begin DATA SHOWN

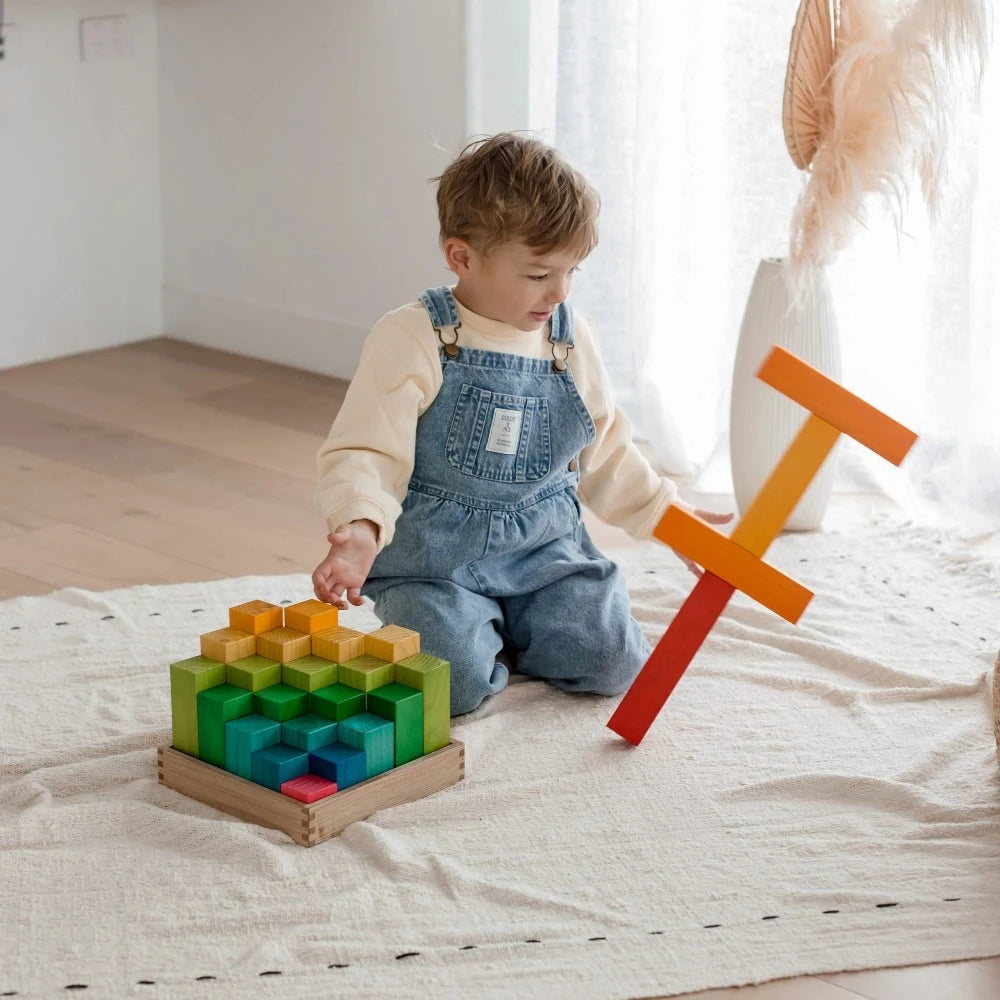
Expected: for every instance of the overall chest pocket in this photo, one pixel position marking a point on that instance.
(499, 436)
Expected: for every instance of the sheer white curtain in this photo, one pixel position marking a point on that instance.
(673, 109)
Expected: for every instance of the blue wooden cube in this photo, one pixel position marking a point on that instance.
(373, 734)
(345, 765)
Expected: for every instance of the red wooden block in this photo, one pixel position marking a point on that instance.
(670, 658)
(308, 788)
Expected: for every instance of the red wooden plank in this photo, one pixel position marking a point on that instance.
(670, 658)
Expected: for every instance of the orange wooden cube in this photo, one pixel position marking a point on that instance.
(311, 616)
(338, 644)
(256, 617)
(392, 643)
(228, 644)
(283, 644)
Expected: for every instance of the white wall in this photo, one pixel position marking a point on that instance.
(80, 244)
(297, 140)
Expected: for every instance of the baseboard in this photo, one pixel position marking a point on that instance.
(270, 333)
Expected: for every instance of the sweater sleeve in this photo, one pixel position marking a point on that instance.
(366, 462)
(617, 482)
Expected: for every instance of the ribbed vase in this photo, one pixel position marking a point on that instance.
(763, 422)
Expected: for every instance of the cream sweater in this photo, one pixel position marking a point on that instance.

end DATA SHOWN

[JOB] Write out all of the material above again, substituting "coordinate pair" for every occurrence of "pixel position" and leaving everything else unchanged. Leave the pictures out of your answer.

[RESULT FOR THIS EXERCISE]
Expected: for every instance of the overall chest pocket in this photo, one coordinate pair marking a point on that instance.
(499, 436)
Expected: for every instance of the sheer white curtain in this photo, one coordinate pair marking a point on that instance.
(673, 109)
Expected: for every instance of the blue wooden cube in this photo, one coordinate pair marking a point on that instance.
(373, 734)
(345, 765)
Expected: for every instance of the red wooden block in this photo, one coordinate pair marking a point on that instance.
(670, 658)
(308, 788)
Expected: for every instance of the red wooden plank in this photo, one coordinate pair marking a point on that instance.
(670, 658)
Expected: for every instance of the orange wooden cube in this photo, one coordinate pair marking a point on that instance.
(311, 616)
(338, 644)
(256, 617)
(392, 643)
(228, 644)
(283, 644)
Expected: for every instance of the white wall in this photo, one coordinate pair marking a point on that instance.
(80, 244)
(297, 140)
Expected: for every instance of the baseboard in this photo, one coordinate pair marking a point on that instance.
(270, 333)
Expected: for every instance of the sweater sleeve in this photo, one coordinate pair marking a point on that instance.
(366, 462)
(617, 482)
Expected: for every instance of the ribbed vase in this photo, one coordinate pair marking a point on that instance.
(763, 422)
Expected: for every instance of the cream sweater in this photo, one coordinate pair marking a point on that instance.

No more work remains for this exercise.